▶ _What needs to be done_
Turn all of the rows below into a numbered list, one line per item, and leave out the blank lines.

▶ _Given entries_

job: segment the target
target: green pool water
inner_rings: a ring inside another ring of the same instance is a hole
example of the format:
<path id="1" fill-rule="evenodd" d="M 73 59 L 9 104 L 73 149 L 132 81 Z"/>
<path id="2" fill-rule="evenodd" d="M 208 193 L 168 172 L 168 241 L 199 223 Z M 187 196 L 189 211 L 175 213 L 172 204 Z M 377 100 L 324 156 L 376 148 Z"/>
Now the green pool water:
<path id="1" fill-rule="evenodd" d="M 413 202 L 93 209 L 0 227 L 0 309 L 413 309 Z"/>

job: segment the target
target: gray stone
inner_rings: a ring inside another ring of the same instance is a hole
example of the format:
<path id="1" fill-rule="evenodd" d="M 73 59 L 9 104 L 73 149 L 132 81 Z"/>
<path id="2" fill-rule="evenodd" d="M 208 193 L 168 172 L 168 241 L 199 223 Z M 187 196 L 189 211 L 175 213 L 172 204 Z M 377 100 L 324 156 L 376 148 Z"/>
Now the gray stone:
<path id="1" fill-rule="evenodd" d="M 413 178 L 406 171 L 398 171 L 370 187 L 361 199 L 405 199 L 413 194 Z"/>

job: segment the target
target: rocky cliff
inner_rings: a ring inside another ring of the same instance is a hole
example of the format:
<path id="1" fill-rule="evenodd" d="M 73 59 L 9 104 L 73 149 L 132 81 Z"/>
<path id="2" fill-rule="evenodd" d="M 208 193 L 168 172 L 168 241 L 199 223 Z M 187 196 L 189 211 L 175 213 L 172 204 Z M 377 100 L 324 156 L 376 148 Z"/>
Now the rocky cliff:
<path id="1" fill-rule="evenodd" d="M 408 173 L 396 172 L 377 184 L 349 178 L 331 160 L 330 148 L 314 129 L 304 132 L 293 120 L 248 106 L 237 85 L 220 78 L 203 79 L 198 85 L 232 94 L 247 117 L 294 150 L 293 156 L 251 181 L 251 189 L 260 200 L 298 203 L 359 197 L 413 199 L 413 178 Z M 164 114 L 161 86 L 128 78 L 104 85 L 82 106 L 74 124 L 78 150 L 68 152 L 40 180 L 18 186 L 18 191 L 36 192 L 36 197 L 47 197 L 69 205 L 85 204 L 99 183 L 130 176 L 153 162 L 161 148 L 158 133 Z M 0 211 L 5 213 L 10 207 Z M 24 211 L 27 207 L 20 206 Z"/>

▶ _Completed exercise_
1. job: segment the target
2. target: green pool water
3. inner_rings: a ring inside another ring of the same instance is a hole
4. example of the format:
5. <path id="1" fill-rule="evenodd" d="M 73 59 L 9 104 L 73 149 L 132 81 Z"/>
6. <path id="2" fill-rule="evenodd" d="M 208 193 L 168 172 L 168 241 L 199 223 Z M 187 196 L 189 211 L 175 213 L 172 204 Z M 377 100 L 324 156 L 376 148 Z"/>
7. Now the green pool water:
8. <path id="1" fill-rule="evenodd" d="M 413 202 L 93 209 L 0 227 L 0 309 L 413 309 Z"/>
9. job: segment the target
10. target: gray stone
11. inner_rings: a ring inside another ring of the same instance is a hole
12. example of the format:
13. <path id="1" fill-rule="evenodd" d="M 73 59 L 9 104 L 73 149 L 132 81 Z"/>
14. <path id="2" fill-rule="evenodd" d="M 208 193 L 168 172 L 168 241 L 199 223 Z M 187 196 L 189 211 L 175 213 L 172 204 Z M 377 100 L 324 156 L 376 148 Z"/>
15. Now the gray stone:
16. <path id="1" fill-rule="evenodd" d="M 413 178 L 406 171 L 398 171 L 370 187 L 361 199 L 405 199 L 413 194 Z"/>
17. job: segment the target
18. target: rocky cliff
19. inner_rings: a ring inside another ring of the same instance is a hole
20. example of the format:
21. <path id="1" fill-rule="evenodd" d="M 73 59 L 9 104 L 73 149 L 132 81 Z"/>
22. <path id="2" fill-rule="evenodd" d="M 208 193 L 168 172 L 168 241 L 199 223 Z M 187 196 L 189 211 L 175 213 L 172 204 Z M 377 100 L 324 156 L 376 148 Z"/>
23. Now the rocky cliff:
24. <path id="1" fill-rule="evenodd" d="M 408 173 L 396 172 L 377 184 L 349 178 L 331 160 L 330 148 L 314 129 L 304 132 L 293 120 L 248 106 L 237 85 L 220 78 L 203 79 L 198 85 L 232 94 L 247 117 L 294 150 L 293 156 L 251 181 L 251 189 L 260 200 L 298 203 L 359 197 L 413 199 L 413 178 Z M 164 114 L 161 86 L 128 78 L 104 85 L 82 106 L 74 124 L 78 150 L 68 152 L 40 180 L 18 186 L 18 191 L 36 192 L 36 197 L 47 197 L 69 205 L 85 204 L 99 183 L 130 176 L 153 162 L 161 148 L 158 133 Z M 0 211 L 5 213 L 10 207 Z M 24 211 L 27 207 L 20 206 Z"/>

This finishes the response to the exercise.